--- What to work on ---
a: Format the records from the line containing "of the dark" through the last line of the records, both ends included, as a JSON list of strings with one string per line and blank lines omitted.
b: Resume the article on the Leo Frank case and Atlanta's Jewish community, starting after its final sentence.

═══ Extract provided ═══

He added: “All those years of assimilation counted as nothing. German Jews were just Jews, no matter how long they’d been in Georgia. The case was a severe blow to their pride, as well as a personal tragedy. How did they fit in to the Atlanta they loved? It took several generations to resolve the issue — if, indeed, it is resolved. I like to believe it mostly is.”
Repercussions from the Leo Frank case were evident in the population growth of the local Jewish community. There were about 4,500 Jews in Atlanta in 1910 and 11,000 a decade later. Throughout the 1930s, estimates were close to 12,000. In 1945-46, however, the figure dipped to 10,200. By 1960, there still were just 14,500 Jews in the area. Their number rose to 27,500 by 1980, and then came significant growth, to 70,000 by 1992 and 120,000 by 2006, when the Jewish Federation of Greater Atlanta completed its last survey of the population.
The community is made up heavily of transplants. Federation’s 2005-06 population study found that only 19 percent of local Jews were born in Georgia (most in Atlanta). Thirty percent were born in the New York-New Jersey area. An awareness of the Leo Frank case and an understanding of the trauma it caused do not come naturally to transplants.
“There are fewer people now with historical roots to the Atlanta Jewish community, even though they’re now Atlantans and they’re Jewish,” Linda Selig said, adding that this diversity has spread leadership within the community among a greater number of people than in the past.
Rabbi Lebow hails from Fort Lauderdale, Fla., but has invested himself in this piece of history. “Like every other student of Jewish history, I had heard about the case,” he said. But before coming to Atlanta in 1986, “I don’t even think that appeared on my radar.”
When friends pointed out the site to him, Rabbi Lebow was unaware its significance. There were no markers “because it’s the most shame-worthy event in the history of Georgia,” he said he was told. “I used to call it the original sin of Cobb County because it was unspoken but it was always in the room.”
He has gone to the lynching site annually the past 20 years to mark Frank’s yahrzeit and chant Kaddish, the Jewish prayer used to mourn the dead.
Rabbi Lebow will lead a memorial service and call for Frank’s exoneration at 2 p.m. Sunday, Aug. 16, at Temple Kol Emeth. Scheduled speakers include former Georgia Chief Justice Norman Fletcher; Van Pearlberg, Georgia’s senior assistant attorney general and a longtime speaker about the Frank case; and Dale Schwartz, an Atlanta lawyer who was instrumental in obtaining the 1986 pardon.
Among those expected to attend are Otis Brumby III, the publisher of the Marietta Daily Journal, and Allison Barnes Salter, principal of the Barnes Law Group, both descended from men involved in the lynching.

═══ Stored records ═══

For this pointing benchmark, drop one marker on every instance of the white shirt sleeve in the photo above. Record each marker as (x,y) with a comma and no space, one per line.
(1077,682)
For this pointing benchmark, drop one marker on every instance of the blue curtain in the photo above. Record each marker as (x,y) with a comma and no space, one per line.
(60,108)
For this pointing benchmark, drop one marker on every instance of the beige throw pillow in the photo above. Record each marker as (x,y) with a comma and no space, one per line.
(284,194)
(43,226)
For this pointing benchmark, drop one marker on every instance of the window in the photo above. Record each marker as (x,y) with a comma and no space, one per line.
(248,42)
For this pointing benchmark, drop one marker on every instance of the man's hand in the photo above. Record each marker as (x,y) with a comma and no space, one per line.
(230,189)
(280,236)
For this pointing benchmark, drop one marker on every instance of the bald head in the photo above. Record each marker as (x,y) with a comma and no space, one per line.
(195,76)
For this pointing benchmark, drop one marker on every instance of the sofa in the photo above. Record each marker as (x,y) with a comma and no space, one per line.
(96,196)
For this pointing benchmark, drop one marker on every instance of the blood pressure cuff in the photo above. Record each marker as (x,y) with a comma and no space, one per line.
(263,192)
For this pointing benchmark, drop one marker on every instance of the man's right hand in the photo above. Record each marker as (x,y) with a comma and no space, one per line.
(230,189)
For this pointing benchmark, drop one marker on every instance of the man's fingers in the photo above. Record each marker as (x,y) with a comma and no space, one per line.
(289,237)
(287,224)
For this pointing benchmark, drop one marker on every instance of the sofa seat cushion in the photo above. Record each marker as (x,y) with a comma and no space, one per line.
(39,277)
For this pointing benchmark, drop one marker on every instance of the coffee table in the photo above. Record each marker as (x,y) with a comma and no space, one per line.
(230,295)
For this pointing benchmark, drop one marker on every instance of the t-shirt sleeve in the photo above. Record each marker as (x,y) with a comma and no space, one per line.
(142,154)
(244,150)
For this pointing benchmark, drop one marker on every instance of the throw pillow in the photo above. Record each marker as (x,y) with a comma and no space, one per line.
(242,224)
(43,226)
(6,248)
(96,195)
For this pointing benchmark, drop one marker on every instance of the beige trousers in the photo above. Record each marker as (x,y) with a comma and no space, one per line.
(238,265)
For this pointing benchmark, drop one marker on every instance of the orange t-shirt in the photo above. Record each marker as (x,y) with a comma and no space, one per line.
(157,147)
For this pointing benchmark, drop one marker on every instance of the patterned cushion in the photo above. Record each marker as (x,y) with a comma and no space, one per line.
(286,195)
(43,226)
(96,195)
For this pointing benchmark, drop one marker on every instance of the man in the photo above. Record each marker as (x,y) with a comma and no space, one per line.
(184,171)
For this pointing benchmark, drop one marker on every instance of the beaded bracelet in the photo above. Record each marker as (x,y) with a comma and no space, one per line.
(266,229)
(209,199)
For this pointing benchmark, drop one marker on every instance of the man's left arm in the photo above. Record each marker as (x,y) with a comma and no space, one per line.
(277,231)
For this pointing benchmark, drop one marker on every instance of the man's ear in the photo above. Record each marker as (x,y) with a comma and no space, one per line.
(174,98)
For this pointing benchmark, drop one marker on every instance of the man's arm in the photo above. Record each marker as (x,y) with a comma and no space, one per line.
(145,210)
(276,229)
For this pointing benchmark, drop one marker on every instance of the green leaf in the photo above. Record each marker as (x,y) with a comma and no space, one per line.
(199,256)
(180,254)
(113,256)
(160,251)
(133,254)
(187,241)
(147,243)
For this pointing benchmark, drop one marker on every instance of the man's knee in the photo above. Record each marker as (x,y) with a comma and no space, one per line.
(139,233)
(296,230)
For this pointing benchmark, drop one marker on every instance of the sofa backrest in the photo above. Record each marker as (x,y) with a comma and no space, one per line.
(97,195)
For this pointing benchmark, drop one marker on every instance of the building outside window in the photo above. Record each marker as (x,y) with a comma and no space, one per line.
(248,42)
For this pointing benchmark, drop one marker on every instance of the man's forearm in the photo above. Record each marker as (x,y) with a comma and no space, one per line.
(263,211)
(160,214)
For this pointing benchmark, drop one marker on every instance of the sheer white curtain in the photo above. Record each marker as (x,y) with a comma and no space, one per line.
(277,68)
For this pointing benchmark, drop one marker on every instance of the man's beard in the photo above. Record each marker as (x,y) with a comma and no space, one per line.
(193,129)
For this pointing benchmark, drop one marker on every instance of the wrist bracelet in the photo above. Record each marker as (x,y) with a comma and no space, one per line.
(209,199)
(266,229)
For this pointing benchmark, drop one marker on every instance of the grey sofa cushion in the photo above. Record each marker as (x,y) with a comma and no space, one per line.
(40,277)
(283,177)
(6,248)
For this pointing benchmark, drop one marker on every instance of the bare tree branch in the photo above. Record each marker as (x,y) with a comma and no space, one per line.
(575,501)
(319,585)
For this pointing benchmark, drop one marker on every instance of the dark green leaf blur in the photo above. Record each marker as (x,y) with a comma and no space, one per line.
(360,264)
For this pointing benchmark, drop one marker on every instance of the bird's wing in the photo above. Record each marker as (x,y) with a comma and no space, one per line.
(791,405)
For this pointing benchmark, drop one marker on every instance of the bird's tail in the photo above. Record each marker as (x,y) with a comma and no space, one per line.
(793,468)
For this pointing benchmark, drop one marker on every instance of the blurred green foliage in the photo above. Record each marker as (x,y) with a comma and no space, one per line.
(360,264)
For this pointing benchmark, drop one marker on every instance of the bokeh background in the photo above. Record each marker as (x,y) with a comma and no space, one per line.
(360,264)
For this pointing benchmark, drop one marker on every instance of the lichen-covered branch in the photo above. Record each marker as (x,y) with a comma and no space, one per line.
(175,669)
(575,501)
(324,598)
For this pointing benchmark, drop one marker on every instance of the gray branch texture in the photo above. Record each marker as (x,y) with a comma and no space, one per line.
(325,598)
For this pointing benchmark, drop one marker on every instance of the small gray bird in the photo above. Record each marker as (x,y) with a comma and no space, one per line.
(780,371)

═══

--- Exercise answers ---
a:
[
  "For this pointing benchmark, drop one marker on every instance of the dark green leaf blur in the photo above. Record each marker as (x,y) with a comma and no space, one per line.",
  "(360,264)",
  "For this pointing benchmark, drop one marker on every instance of the bird's wing in the photo above. Record each marker as (x,y) with a comma and no space, one per line.",
  "(791,405)",
  "For this pointing benchmark, drop one marker on every instance of the bird's tail in the photo above. Record each marker as (x,y) with a comma and no space, one per line.",
  "(793,468)",
  "For this pointing benchmark, drop one marker on every instance of the blurred green foliage in the photo above. Record each marker as (x,y) with a comma and no space, one per line.",
  "(360,264)",
  "For this pointing benchmark, drop one marker on every instance of the bokeh background in the photo above. Record each marker as (x,y) with a comma and no space, one per line.",
  "(360,264)",
  "For this pointing benchmark, drop one marker on every instance of the lichen-covered branch in the photo above. Record each marker as (x,y) with a comma and no space, one per line.",
  "(175,669)",
  "(575,501)",
  "(324,598)",
  "For this pointing benchmark, drop one marker on every instance of the gray branch texture in the photo above. Record each marker as (x,y) with a comma and no space, one per line.",
  "(325,598)",
  "For this pointing benchmark, drop one marker on every instance of the small gray bird in the photo above. Record each marker as (x,y) with a comma and no space, one per line.",
  "(780,371)"
]

b:
“By their very presence we are assured that the tenor of our service is one of reconciliation rather than the eternal shaming of our city. We are not looking for apologies or admission of blame after 100 years. All we are trying to do with the service that day and in weeks and months to come is to clear an innocent man’s name. No more. But no less will do,” Rabbi Lebow said.
“I don’t think it’s about the lynchers anymore,” he added. “That ship has sailed. They were exposed. Their names have been published. It’s been embarrassing to their families, and I don’t think that’s a fruitful avenue anymore. … Cobb County and Marietta are completely different 100 years later.”
He knows children and grandchildren of members of the lynching party and said almost all of them are “the nicest, sweetest, not racist or anti-Semitic group of people.”
Rabbi Lebow would like the Board of Pardons and Paroles to issue a pardon that “will acknowledge one simple fact, just four words long: Leo Frank was innocent.” Failing that, he would welcome such a proclamation from the governor, the Cobb County Board of Commissioners or the Marietta City Council.
Rabbi Shalom Lewis will lead a separate service at Congregation Etz Chaim at the same time and on the same day as the Kol Emeth service just over two miles away. The Conservative Etz Chaim is the first Jewish congregation in Marietta, founded in 1975.
Scheduled speakers include Rabbi Albert Slomovitz, former spiritual leader of Congregation Gesher L’Torah and a history professor at Kennesaw State University; Marietta businessman and longtime City Council member Philip Goldstein, whose grandfather owned a store on Marietta Square a century ago; Charles Clay, a Marietta lawyer whose great-uncle has appeared on lists of those involved in the lynching; and Schwartz.
Along with the chanting of Kaddish, the service will include the screening of a film clip on the case, the planting of a tree, and the dedication of a stone marker.
“Obviously, the conversation has changed over time,” said Goldstein, who heard family stories about the tension of those times, “from where there was little or no conversation in the open to one where there is open conversation on the topic and public recognition of Leo Frank. … The secrets are out in the open as well as the conversation.”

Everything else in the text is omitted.